* **WHAT NEEDS TO BE DONE**
What is wanted is the line holding "Annotation task — pin every instance of the white wall" and every later line through the end of the entries, set down exactly.

(Beginning of DATA TO USE)

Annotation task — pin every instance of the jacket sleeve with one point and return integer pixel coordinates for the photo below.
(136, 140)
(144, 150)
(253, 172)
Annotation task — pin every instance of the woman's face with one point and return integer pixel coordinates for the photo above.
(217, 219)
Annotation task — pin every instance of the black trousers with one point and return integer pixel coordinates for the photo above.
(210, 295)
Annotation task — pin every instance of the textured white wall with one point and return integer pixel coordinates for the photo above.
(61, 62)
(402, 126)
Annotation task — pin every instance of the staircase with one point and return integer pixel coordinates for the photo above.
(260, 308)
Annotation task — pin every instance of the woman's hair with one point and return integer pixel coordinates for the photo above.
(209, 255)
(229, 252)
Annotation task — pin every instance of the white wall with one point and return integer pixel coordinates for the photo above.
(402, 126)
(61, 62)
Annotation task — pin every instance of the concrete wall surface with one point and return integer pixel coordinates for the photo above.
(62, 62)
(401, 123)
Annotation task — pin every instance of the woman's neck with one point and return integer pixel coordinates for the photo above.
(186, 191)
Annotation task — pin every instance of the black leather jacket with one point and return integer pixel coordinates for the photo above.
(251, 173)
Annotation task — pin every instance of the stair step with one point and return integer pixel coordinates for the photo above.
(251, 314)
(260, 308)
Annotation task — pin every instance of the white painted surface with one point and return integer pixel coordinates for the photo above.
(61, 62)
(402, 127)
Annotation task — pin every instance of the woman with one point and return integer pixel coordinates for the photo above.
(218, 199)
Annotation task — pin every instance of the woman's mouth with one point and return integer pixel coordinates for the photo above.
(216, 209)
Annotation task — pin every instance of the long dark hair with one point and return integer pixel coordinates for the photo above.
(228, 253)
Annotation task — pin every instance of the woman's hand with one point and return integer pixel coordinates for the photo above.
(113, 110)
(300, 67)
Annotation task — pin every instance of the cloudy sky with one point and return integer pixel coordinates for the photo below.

(End of DATA TO USE)

* **EXERCISE RESULT**
Annotation task — pin every instance of the white wall with one point and return integer pixel coordinates for the photo above.
(402, 126)
(61, 62)
Annotation task — pin every instance of the concrete wall surface with one point and return integer pixel coordinates for the photo above.
(62, 62)
(401, 123)
Annotation task — pin every instance of the woman's neck with one point and return integer pixel coordinates for the photo above.
(186, 191)
Annotation task — pin every instance of the black leather jacket with one point and return integer pixel coordinates for the photo above.
(251, 173)
Annotation task — pin every instance of the stair step with one point and return integer pixel coordinates for the photo above.
(251, 314)
(260, 308)
Annotation task — pin every instance of the white painted surface with one point and return integer pixel coordinates for the photo above.
(61, 62)
(402, 127)
Annotation task — pin every instance of the woman with one point and return integer pixel coordinates for the photo above.
(218, 199)
Annotation task — pin every instance of the woman's mouth with one point and return integer pixel coordinates for the photo above.
(216, 209)
Annotation task — pin every instance of the long dark hair with one point and return integer pixel coordinates for the photo above.
(228, 253)
Annotation task — pin every instance of the woman's hand with one point and return integer pixel coordinates for the photo above.
(113, 110)
(300, 67)
Annotation task — pin every instance of the cloudy sky with one point and return integer pixel coordinates for the photo below.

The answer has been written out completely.